▶ **Task instructions**
Copy out, character for character, everything in the records below from the line containing "Subject = tall grass" down through the line containing "xmin=0 ymin=0 xmax=1568 ymax=226", with both of those lines included. Output that span and nothing else.

▶ **Information supplied**
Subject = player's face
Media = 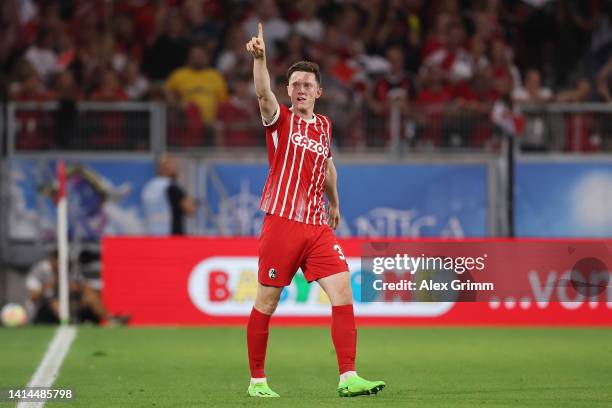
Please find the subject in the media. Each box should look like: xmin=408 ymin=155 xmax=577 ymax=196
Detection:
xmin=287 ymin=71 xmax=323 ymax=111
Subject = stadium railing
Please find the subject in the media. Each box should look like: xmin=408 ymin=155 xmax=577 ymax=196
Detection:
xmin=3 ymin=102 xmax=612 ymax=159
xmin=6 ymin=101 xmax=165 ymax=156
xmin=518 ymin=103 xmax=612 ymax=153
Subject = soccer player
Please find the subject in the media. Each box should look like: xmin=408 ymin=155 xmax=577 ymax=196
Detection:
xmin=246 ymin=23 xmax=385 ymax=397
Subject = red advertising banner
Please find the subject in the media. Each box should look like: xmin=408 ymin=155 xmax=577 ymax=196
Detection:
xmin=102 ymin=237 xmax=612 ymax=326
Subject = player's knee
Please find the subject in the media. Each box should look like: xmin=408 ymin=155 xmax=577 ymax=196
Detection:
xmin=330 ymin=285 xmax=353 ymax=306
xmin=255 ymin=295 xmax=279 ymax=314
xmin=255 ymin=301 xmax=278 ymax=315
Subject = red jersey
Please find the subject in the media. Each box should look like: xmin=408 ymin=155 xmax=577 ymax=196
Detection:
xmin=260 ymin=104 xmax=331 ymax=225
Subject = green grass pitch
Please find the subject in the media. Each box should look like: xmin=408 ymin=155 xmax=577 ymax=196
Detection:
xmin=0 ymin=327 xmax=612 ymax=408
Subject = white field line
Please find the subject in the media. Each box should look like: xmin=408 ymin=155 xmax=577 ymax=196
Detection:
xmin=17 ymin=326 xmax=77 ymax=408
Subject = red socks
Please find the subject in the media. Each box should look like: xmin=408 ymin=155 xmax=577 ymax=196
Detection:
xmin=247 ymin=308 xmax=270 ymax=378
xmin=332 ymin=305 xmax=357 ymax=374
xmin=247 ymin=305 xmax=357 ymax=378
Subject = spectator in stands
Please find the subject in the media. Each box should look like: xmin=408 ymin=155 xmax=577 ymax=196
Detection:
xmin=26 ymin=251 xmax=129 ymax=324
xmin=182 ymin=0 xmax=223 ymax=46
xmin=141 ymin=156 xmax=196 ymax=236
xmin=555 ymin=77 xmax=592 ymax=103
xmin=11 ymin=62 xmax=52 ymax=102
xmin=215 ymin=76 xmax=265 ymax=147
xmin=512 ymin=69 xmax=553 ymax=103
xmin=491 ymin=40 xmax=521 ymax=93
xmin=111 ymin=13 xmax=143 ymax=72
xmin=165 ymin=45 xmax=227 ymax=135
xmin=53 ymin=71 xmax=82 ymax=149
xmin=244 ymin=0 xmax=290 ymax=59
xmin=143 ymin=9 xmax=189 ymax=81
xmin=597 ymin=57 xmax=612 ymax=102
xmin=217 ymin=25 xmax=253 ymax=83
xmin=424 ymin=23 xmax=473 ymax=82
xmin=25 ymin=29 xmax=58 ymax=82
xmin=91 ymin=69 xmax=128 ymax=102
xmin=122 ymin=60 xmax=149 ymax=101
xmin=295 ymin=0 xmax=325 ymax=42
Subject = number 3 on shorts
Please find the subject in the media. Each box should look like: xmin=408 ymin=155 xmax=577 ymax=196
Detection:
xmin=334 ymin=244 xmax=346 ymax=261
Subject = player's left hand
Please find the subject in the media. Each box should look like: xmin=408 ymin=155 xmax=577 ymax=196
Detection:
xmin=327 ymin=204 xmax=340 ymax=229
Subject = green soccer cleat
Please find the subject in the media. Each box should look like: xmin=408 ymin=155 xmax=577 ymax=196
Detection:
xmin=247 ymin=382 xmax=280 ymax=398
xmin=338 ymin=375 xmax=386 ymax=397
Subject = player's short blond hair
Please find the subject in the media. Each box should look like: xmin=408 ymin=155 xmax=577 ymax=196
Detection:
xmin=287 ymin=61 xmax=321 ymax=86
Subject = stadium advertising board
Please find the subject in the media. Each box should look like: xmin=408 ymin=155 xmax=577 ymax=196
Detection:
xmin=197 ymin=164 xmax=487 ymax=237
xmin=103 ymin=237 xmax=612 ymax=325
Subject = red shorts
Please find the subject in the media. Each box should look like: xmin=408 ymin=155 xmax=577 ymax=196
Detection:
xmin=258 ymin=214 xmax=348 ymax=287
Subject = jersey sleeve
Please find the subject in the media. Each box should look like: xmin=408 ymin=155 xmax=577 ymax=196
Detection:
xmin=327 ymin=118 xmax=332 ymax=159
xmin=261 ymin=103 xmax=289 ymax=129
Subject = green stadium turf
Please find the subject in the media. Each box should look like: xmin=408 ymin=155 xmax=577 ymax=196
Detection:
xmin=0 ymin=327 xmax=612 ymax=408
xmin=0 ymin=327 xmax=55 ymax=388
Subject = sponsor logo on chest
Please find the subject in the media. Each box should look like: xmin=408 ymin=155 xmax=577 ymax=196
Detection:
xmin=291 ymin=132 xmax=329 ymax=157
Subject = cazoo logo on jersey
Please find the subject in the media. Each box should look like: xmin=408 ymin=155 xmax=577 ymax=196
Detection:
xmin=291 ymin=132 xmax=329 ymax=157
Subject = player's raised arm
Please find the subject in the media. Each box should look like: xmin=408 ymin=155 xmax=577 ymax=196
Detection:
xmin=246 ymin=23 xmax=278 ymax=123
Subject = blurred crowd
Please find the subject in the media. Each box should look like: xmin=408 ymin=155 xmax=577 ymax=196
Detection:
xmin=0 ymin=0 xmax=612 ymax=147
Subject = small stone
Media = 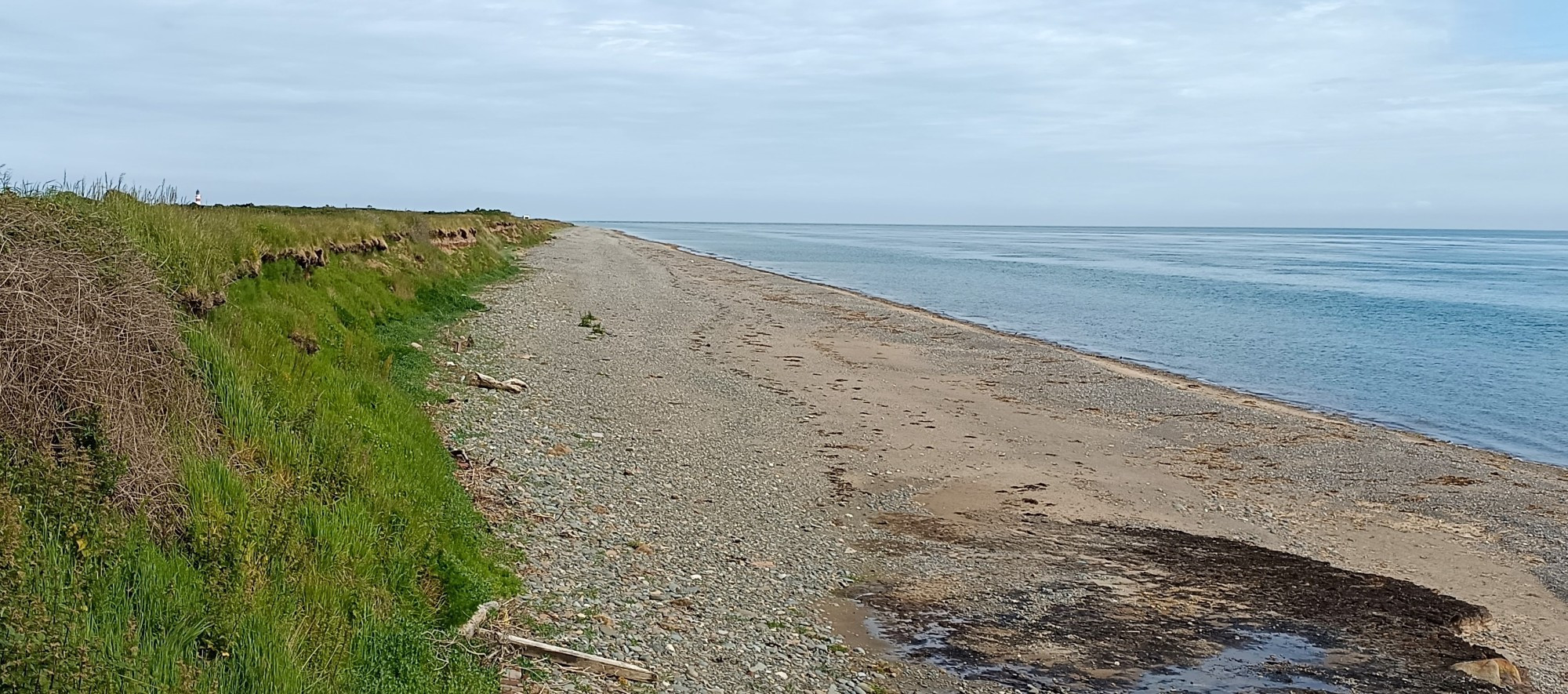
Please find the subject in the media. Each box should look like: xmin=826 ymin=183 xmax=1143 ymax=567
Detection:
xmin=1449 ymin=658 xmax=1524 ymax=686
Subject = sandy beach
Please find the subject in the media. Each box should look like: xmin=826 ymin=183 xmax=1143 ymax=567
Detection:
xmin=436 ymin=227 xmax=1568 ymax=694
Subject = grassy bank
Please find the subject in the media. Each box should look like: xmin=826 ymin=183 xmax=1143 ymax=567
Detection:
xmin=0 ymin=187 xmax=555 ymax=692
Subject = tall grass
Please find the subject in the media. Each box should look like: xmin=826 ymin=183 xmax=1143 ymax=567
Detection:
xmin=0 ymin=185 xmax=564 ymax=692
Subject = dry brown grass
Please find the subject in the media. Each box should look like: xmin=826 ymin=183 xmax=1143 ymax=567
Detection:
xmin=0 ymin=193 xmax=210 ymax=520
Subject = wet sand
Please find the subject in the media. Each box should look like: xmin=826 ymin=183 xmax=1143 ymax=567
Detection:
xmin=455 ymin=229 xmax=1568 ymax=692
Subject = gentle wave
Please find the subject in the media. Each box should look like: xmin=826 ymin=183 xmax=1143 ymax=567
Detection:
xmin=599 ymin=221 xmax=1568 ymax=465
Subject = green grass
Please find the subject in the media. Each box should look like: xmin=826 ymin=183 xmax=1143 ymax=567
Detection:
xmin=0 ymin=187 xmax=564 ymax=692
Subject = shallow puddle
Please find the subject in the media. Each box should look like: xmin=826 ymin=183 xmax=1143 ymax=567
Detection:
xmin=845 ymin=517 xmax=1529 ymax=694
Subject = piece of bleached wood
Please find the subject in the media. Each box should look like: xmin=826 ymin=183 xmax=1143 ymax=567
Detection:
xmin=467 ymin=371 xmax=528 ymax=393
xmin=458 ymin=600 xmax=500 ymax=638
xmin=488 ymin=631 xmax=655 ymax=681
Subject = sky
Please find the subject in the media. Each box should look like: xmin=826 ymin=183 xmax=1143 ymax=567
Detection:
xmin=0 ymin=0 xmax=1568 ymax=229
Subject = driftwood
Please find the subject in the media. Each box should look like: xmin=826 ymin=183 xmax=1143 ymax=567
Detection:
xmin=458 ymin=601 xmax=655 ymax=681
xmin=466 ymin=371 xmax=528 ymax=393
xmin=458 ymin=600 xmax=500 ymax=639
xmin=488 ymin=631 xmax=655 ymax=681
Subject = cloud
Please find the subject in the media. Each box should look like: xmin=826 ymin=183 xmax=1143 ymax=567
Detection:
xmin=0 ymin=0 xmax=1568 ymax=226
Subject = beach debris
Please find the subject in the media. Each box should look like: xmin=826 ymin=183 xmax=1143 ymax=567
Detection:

▶ **Exercise solution**
Subject = tall grass
Please find the subject in the media. Each box should look like: xmin=826 ymin=183 xmax=1143 ymax=567
Detection:
xmin=0 ymin=185 xmax=564 ymax=692
Subject = dry brown grass
Please find the subject in the media. Each box should look like: xmin=826 ymin=183 xmax=1143 ymax=567
Detection:
xmin=0 ymin=193 xmax=210 ymax=520
Subject = wet sand
Please find the subject in the media. Each box should look like: xmin=826 ymin=183 xmax=1143 ymax=567
Detection:
xmin=455 ymin=229 xmax=1568 ymax=692
Subject = gentle wave
Please find the subject in the media. Each box should look like: xmin=826 ymin=183 xmax=1143 ymax=567
Detection:
xmin=599 ymin=221 xmax=1568 ymax=465
Subject = green grass
Please find the subject in the media. Each box should look like: xmin=826 ymin=183 xmax=1143 ymax=567
Detection:
xmin=0 ymin=187 xmax=564 ymax=692
Subject = shallow puddle
Please find the subject in the media. Each box should look like: xmin=826 ymin=183 xmax=1143 ymax=567
Detection:
xmin=845 ymin=517 xmax=1529 ymax=694
Subject = piece of bleached wood
Please find the subject in the media. Each box should look like: xmin=826 ymin=183 xmax=1143 ymax=567
Detection:
xmin=467 ymin=371 xmax=528 ymax=393
xmin=458 ymin=600 xmax=500 ymax=638
xmin=488 ymin=631 xmax=655 ymax=681
Subject = sky
Please find the subject in the media. Each box should look like: xmin=826 ymin=183 xmax=1143 ymax=567
Detection:
xmin=0 ymin=0 xmax=1568 ymax=229
Subject = driftwood
Please find the subject in the media. Each box should look like: xmin=826 ymin=183 xmax=1143 ymax=567
Detection:
xmin=458 ymin=601 xmax=655 ymax=681
xmin=466 ymin=371 xmax=528 ymax=393
xmin=458 ymin=600 xmax=500 ymax=639
xmin=488 ymin=631 xmax=655 ymax=681
Subject = cloud
Please find the subject in the media. Each box should look like: xmin=826 ymin=183 xmax=1143 ymax=567
Detection:
xmin=0 ymin=0 xmax=1568 ymax=226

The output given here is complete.